----- Data excerpts

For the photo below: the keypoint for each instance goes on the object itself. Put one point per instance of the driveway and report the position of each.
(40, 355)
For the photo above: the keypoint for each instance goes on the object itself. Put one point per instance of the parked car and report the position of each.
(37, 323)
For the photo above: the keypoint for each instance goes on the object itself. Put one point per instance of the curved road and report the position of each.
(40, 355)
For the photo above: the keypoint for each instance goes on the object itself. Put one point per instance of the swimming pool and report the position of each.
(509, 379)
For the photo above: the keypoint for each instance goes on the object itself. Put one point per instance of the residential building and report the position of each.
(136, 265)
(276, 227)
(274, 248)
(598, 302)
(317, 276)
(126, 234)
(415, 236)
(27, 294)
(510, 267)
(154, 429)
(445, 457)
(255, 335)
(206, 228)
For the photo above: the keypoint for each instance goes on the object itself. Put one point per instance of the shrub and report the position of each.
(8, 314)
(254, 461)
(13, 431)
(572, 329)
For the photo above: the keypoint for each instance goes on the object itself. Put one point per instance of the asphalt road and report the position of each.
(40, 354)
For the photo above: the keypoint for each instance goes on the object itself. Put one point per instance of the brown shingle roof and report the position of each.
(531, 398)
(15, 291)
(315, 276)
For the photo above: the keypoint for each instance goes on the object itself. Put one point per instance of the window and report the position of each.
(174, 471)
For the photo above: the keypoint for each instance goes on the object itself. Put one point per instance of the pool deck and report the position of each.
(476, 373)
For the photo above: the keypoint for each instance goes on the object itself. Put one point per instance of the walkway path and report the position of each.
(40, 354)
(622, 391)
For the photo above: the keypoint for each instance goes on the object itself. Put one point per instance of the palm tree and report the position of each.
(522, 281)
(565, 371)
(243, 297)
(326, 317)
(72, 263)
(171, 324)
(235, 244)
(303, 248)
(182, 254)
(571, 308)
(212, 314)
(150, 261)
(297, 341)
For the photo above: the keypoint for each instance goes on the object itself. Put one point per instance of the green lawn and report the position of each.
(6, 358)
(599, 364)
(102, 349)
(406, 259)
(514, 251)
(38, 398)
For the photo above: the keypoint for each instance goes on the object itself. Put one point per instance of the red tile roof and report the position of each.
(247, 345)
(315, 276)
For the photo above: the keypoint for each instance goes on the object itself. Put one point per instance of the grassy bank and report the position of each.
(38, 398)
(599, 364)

----------

### [Problem to solve]
Copy all the records above again, switching each "keypoint" to "marker" and leaving everything else unchanged.

### [Response to the exercise]
For the photo below: the marker for each instance goes on the object itself. Put one point per instance of the driveway and report the position of each.
(40, 355)
For the photo above: the marker for each instance goes on the object itself. Put one point per instance of the parked car and report the position of each.
(37, 323)
For the photo above: the marker for each instance goes on the object itself. Put one point per instance of the curved road and report the position of each.
(40, 355)
For the photo above: the marker for each instance goes on the object itself. Put one point per instance of the swimming pool and report the position of each.
(509, 379)
For the photo above: the marker for each instance goes on the object itself. Put one point per instance of the residential building and report the position of each.
(136, 265)
(276, 227)
(274, 248)
(598, 302)
(317, 276)
(126, 234)
(415, 236)
(27, 294)
(510, 267)
(154, 429)
(445, 457)
(255, 335)
(206, 228)
For the photo above: the marker for each instance goes on the object itself. Put one point per instance of the shrub and report the position of each.
(8, 314)
(254, 461)
(13, 431)
(572, 329)
For the photo above: the marker for each instance goes on the object itself. Put one point per instance of the asphalt road and report the position of each.
(40, 354)
For the photo above: the marker for each instance goes on the object itself. Put one point per instance of the brown shingle roof and report the position of each.
(531, 398)
(15, 291)
(315, 276)
For the photo above: the marker for each instance goes on the object itself. Put one point per instance of the window and report the position of each.
(174, 471)
For the photo above: the marker for each instance goes on the object itself. Put one point per instance of the pool deck and report the position of each.
(476, 373)
For the photo above: the marker for each instance goes on the object itself. Put one point per instance of the walkway path and report the position of each.
(40, 354)
(622, 391)
For the photo above: the marker for each instance goes on the object itself. Put one point per instance of the palm tree and report the position of each.
(522, 281)
(565, 371)
(243, 297)
(326, 317)
(72, 263)
(171, 324)
(235, 244)
(303, 248)
(182, 254)
(571, 308)
(212, 314)
(150, 261)
(297, 341)
For the photo above: the marker for each instance goes on the object itself. Put one point per instance of the green lawn and report the position of each.
(6, 358)
(599, 364)
(102, 349)
(406, 259)
(514, 251)
(38, 398)
For the photo above: the marker for each instance goes on the object itself. Put one point per instance of the red tile roof and report the position of each.
(247, 345)
(315, 276)
For the photo above: the marker for each instance goes on the object itself. Put one point per instance of the grassy bank and report the position of each.
(38, 398)
(599, 364)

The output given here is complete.